**取り組む課題**.
(1) 建設業界に関する対談で、森山によれば、大阪万博の仕事で代金を払っていない元請けはどのような企業か答えよ。
(2) 建設業界に関する対談を、その終わりに続けて書き進めよ。

**提示された文章**.

--- --- ---

それから、海外は耐震構造が比較的に緩く、日本が一番厳しいです。
(深田)
日本は地震の国ですからね。
(森山)
耐震を考えると、ヨーロッパでは、柱を少し細くするなど、軽快な建築ができます。したがって、日本の建築家や設計技術者が外国で仕事するときは、技術的には取り組みやすいです。ただ、やはり言葉の問題を解決する必要があります。日本の建築家のデザインは、海外で評価されつつあるけれど、建設業全体は海外進出がうまくいっているとも思えません。
(深田)
そもそも建築業界があまり儲からず、下請けが儲からない夢のない世界になっているのが一番の問題だと思います。
(森山)
その通りです。問題です。
(深田)
森山先生から『大阪万博の被害者の会』の方をご紹介いただいて、お話を伺いました。この人たちは、コロナの時期に全然仕事がなく、結構な赤字で借金を作ってしまい、起死回生を狙い、大阪万博の仕事を受けたが、発注元が外国企業で、お金を払ってもらえないので、息の根止められそうになっています。
大阪の自民党の参院選候補者が「万博の未払い問題はあるかもしれないが、下請法(下請代金支払遅延等防止法)の改正で下請けは守られていて、賃金も上がっているから問題はない」などと言いました。しかし『その賃金を払ってもらえていないから問題なのだ!』と私は思い、そのことを被害者の会の方に申し上げたら、そもそも建設業は下請法の適用外とのことでした。
(森山)
建設業の元請けは、下請け保護のために厳しい支払義務が課せられています。しかし、今回の元請けは外資系で、外資系の企業が論理立てて、難癖をつけて払っていないのですよ。
(深田)
そうですよね。
(森山)
「注文通りできてないので、やり直した分を差引いただけだ」などと嘯いていますが『やり直しの原因をつくったのは注文主だろう。間違った部材を持ってきたではないか』という話ですよ。その辺の説明が全くなされていません。
(深田)
そうですよね。外国人が建築現場で溢れているだけではなく、今度は外国企業が参入して、日本企業に発注するが、お金を払わないなどいろいろな問題が起こっています。今後、これらをどのように解決していくべきでしょうか?
(森山)
国土交通省がきちんと規則運用しないといけないです。言いやすい日本企業ばかりいじめるのではなく、このようなことをマネジメントできる会社や、国際間での契約問題も含めて、間に入ってきちんと調整するような組織などが必要ではないでしょうか。
本来、大手ゼネコンがそのような機能持っているのですが、それを外に出しません。例えば大成建設、清水事建設、竹中工務店、大林組などは、外国とも取引して、外国の仕事も受注しているのですが、これらの会社の法務部や他のセクションが、他の会社のために動くことはありません。
(深田)
10人、20人規模の中小企業でそんな法務部門を持てないでしょう。
(森山)
持てないので、そのようなことを交渉できる組織や仕組みを、日本の建設業界の中に作らないといけないのです。
(深田)

--- --- ---

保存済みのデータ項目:

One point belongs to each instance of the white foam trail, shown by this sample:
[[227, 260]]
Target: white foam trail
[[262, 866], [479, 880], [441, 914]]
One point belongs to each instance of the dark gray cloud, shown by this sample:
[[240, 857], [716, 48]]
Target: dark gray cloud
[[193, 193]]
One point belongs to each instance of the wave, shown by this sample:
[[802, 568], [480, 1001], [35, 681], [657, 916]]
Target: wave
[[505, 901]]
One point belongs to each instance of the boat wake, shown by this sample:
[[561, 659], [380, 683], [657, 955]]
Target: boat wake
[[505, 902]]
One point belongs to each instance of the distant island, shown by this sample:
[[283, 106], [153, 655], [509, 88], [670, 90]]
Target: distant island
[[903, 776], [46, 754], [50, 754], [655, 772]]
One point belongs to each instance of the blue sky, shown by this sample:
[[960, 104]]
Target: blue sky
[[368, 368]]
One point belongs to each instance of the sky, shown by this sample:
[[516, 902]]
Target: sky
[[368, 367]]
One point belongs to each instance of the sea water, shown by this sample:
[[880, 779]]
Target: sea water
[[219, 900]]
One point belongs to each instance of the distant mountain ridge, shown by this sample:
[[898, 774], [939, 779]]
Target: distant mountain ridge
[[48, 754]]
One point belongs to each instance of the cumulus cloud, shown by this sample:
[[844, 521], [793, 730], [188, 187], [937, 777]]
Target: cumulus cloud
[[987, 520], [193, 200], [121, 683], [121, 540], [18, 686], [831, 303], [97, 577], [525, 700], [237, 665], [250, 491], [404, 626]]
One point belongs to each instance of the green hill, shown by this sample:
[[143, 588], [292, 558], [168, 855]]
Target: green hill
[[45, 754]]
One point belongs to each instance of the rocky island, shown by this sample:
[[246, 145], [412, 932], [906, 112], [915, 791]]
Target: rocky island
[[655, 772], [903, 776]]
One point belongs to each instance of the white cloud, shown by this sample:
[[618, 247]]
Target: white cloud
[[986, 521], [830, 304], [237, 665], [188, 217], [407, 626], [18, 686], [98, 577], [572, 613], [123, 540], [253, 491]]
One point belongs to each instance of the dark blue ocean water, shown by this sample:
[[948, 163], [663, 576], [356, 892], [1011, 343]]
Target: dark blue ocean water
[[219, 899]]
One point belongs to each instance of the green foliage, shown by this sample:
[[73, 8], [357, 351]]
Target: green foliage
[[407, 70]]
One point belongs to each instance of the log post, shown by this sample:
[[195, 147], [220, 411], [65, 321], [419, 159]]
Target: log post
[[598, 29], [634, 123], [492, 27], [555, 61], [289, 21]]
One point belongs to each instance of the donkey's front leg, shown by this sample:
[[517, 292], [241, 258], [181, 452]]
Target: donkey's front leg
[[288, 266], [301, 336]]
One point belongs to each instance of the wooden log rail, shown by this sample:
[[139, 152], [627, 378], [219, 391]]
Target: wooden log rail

--- --- ---

**あなたの解答**.
(1) 外資系の企業である。

(2)
やはり、国土交通省がきちんと取り締まるべきですよね。それから、最近、建築現場で危ない工事が多いですよね。
(森山)
そうですね。東京駅八重洲口のすぐ前の工事現場で鉄骨を落として人が亡くなった事故がありましたよね。現場作業が長い熟練者からすると「何であんな危なっかしいことをやっているんだ!」ということばかりらしいのです。しかし、工期が短く、急いでいたことに加え、経験不足により安全の判断を誤って起きてしまったようです。
(深田)
結局はファスト化しているからですね。
(森山)
そういえば刃傷沙汰という事件も起きていて、これも大手ゼネコンの現場で場所は東京駅の近くで、職人さん同士の喧嘩で片方がノコギリか刃物で相手を切ってしまいました。
(深田)
へえ⁉
(森山)
報道されてないけれど、救急車を呼んでICUに入って大騒ぎになりました。
(深田)
報道されてないのですか?
(森山)
大手ゼネコンは隠しますから(苦笑)。よく、工事現場で「無事故◯日」と貼ってあるでしょう。
(深田)
あれは嘘ですか?
(森山)
嘘です(苦笑)。あれは、建設業者は、事故が起きると保険も含めてマイナスになるので、無事故で頑張るのが建前です。何百日無事故、〇〇建設となっているのは、なるべく「保険を使わないで、お金払うから自費で病院にこっそり行ってくれ」ということです。
(深田)
そういうカラクリですか?
(森山)
工事現場で怪我をすると警察がすぐに来ます。警察はよく知っていますから。救急車を呼ぶと警察も来る。
(深田)
「事件でしょう?事故じゃないのでしょう。事件でしょう?」ということなのですね。
(森山)
だからこそ、現場監督は『怪我のないように、小さな怪我なら、病院に行かずにとにかく上手くやろう、大事(おおごと)ににならないように』しています。
(深田)
工事現場の監督が日本人で、現場で働いているのがいろいろな国の人であれば、指示が行き渡らないですよね。
(森山)
そこにも人材が必要になるわけですよ。現場で働く外国人の教育をどのようにしていくのか。ラジオ体操などやらないでしょう。日本人はやるけど、そのようなところを含めて、工事現場のマネジメントを見直さないといけないです。
(深田)
外国人はラジオ体操を知らないですよね。
(森山)
知らないでしょうね。逆にこれを取りいれて『準備体操は大事だ』と教えないとだめですよ。
(深田)
どうすれば建築の現場に、もっと若い人や日本人が入ってくれるのかを考えようと思うのです。最近よく仕事の相談を受けます。60代以降のシニア層で年金が低いという男性、50代を過ぎて年収が300万円未満の派遣の女性など、このような人たちがもっとよい仕事がないものかと思います。パソコン業務に慣れていない人や単純事務しかしたことがない人が、解体業や保安など有効求人倍率が高い方に行けば、事務職の賃金が下がるのを是正できるのではと思います。
(森山)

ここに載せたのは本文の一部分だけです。